- Short task: Provide the data again in its entirety, exactly as given.

* * * * *

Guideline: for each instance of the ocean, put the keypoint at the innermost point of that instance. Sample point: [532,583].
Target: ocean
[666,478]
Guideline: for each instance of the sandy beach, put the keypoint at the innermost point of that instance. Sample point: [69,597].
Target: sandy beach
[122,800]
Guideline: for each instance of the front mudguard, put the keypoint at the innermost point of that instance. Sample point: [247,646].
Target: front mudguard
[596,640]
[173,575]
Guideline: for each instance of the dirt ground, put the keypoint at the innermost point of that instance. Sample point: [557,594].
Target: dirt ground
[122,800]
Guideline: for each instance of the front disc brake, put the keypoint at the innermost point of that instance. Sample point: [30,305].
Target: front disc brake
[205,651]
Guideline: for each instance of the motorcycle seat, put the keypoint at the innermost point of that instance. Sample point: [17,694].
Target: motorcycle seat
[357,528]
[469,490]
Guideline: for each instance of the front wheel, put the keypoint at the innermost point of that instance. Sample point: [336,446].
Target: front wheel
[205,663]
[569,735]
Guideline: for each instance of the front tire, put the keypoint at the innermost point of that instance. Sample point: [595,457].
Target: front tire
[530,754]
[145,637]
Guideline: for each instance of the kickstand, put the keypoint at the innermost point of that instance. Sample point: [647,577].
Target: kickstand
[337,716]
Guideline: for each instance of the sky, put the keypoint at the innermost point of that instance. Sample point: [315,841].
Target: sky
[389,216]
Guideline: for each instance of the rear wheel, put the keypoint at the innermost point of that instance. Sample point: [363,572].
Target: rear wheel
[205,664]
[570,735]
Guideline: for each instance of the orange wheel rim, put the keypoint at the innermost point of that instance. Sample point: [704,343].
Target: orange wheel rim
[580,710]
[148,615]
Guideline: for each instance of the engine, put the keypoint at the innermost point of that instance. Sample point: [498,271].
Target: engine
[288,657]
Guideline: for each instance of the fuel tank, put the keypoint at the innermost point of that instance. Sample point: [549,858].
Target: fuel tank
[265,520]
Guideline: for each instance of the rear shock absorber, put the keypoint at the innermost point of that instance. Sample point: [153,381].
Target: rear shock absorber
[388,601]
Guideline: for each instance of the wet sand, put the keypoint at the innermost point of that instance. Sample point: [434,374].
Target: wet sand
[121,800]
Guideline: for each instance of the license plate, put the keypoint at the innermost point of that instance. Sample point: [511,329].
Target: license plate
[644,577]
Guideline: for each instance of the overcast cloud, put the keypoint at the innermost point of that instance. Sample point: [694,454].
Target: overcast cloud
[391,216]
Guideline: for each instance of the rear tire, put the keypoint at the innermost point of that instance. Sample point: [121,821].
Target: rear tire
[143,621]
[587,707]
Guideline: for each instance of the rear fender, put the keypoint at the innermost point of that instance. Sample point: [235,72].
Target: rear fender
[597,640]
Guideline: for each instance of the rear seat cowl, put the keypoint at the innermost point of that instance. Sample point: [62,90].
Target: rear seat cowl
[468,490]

* * * * *

- Response to this exercise:
Guideline: for each instance of the ocean, put the keypoint at the innermost point of that instance. Sample point: [532,583].
Target: ocean
[666,478]
Guideline: for each instance of the sandy beach, put the keypoint at the innermost point of that instance. Sample point: [69,597].
Target: sandy beach
[122,800]
Guideline: for each instance of the front mudguard, put the keypoint at the innermost point of that instance. Sample point: [247,646].
Target: front mudguard
[596,640]
[173,575]
Guideline: for each instance of the dirt ground, put the keypoint at the innermost point of that instance. Sample point: [557,594].
Target: dirt ground
[122,800]
Guideline: for each instance of the front disc brake, put the keypoint at the innermost point of that instance. Sample point: [30,305].
Target: front disc brake
[205,651]
Guideline: for each instance of the motorcycle seat, put the keypoint at the innermost point of that instance. Sample point: [17,694].
Target: motorcycle seat
[357,528]
[469,490]
Guideline: for each instance of the front wheel, put the keypoint at the innermost point of that instance. Sample point: [336,446].
Target: front wheel
[205,663]
[569,735]
Guideline: for each instance of the front tire, put the keypoint at the innermost point of that instance. Sample point: [595,457].
Target: front tire
[530,754]
[145,637]
Guideline: for each instance of the kickstand, put the keypoint at the innermost point of that instance. Sample point: [647,577].
Target: kickstand
[337,716]
Guideline: for each instance of the sky, put the keypoint at the innermost point of that instance. Sample point: [315,841].
Target: sky
[389,216]
Guideline: for each instance of the rear wheel, put the keypoint at the innermost point of that instance. Sample point: [363,572].
Target: rear wheel
[205,664]
[570,735]
Guideline: for each instance of the orange wheel rim, put the keypoint at the innermost point of that instance. Sample point: [704,343].
Target: orange wheel rim
[580,710]
[148,615]
Guideline: for each instance of the engine, put the keypoint at the innermost point of that instance. Sample point: [498,271].
Target: engine
[288,657]
Guideline: for each instance of the fuel tank, put the keypoint at the innermost point of that instance. Sample point: [549,858].
Target: fuel tank
[265,520]
Guideline: for each instance of the rear shock absorber, put the keypoint at the innermost point of that instance. Sample point: [153,381].
Target: rear shock absorber
[388,601]
Guideline: for each instance of the wet sand, put the keypoint at the innermost point of that instance. Sample point: [434,374].
Target: wet sand
[121,800]
Guideline: for each instance of the license plate, put the keypoint at the innermost point of that instance. Sample point: [511,329].
Target: license plate
[644,577]
Guideline: for each instance of the overcast cloud, put the keypoint at the innermost point of that instance. Sample point: [694,454].
Target: overcast cloud
[391,216]
Guideline: for each instance of the rear tire, put the keypoint at the innermost point of that instance. Sample point: [121,821].
Target: rear tire
[143,621]
[587,707]
Guideline: for each instance of the rear fender, put the keypoint at the innermost point of that instance. Sample point: [235,72].
Target: rear fender
[597,640]
Guideline: for each instance of the rear seat cowl, put the keypoint at the innermost point of that instance. Sample point: [62,90].
Target: rear seat cowl
[468,490]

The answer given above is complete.